In the records below, copy the lines from the one holding "Task: point out the dirt ground" through the end of the records, inclusive, changing every "instance" to "occurrence" and leaving all else as it stands.

- _Records for this task_
-=-=-

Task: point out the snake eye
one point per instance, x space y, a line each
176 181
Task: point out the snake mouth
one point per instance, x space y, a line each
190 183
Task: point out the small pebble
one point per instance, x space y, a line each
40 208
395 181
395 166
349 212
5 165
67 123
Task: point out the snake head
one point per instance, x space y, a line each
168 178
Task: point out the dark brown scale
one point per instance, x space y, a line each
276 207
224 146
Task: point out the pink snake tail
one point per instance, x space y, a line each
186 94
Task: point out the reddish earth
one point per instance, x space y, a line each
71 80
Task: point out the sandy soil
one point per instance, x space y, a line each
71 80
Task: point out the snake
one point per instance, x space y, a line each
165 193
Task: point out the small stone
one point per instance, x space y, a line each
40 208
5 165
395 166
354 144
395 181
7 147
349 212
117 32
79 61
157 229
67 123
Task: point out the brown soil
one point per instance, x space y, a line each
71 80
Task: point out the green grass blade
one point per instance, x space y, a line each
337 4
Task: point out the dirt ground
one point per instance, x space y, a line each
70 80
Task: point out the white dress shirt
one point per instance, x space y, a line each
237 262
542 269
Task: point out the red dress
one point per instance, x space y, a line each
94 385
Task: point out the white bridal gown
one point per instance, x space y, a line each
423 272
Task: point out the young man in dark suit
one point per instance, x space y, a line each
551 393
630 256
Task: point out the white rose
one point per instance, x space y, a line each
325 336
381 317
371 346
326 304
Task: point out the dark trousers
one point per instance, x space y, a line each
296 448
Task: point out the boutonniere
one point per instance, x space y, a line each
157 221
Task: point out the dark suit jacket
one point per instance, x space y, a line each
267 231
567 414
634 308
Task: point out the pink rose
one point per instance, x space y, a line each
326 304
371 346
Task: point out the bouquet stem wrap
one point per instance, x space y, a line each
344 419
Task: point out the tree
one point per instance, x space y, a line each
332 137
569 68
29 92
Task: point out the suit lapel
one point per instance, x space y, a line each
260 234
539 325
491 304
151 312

-=-=-

- _Written answer_
Task: point out the dirt ground
one point per occurrence, x space y, a line each
70 80
Task: point out the white dress shirt
one point per occurrence, x space y, a line each
237 262
542 269
Task: point out the red dress
one point per occurrence, x space y, a line each
94 385
Task: point out the white bridal gown
one point per occurrence, x space y, a line each
423 272
Task: point out the young man in dark suit
one point per occurrence, x space y, a line each
551 393
630 256
Task: point out the white rose
one point per occurrence, x space y, a line each
325 336
381 317
371 346
326 304
Task: point out the dark trousers
one point per occurrence, x space y, a line each
296 448
Task: point out the boutonniere
one point per occurrence, x space y, a line each
157 221
Task: point out the dark suit jacket
one point per occurrence, x space y, a line each
267 231
567 414
634 308
Task: point out the pink rose
one point per occurrence, x space y, a line each
326 304
371 346
Task: point out the bouquet stem wrap
one point per occurrence, x space y, a line each
344 419
Task: point out the tree
one point per occurrence, x space y, a line each
332 137
569 68
29 92
Task: point out the suit lapel
one point per occurrence, x space y, a line each
260 234
539 325
491 304
151 312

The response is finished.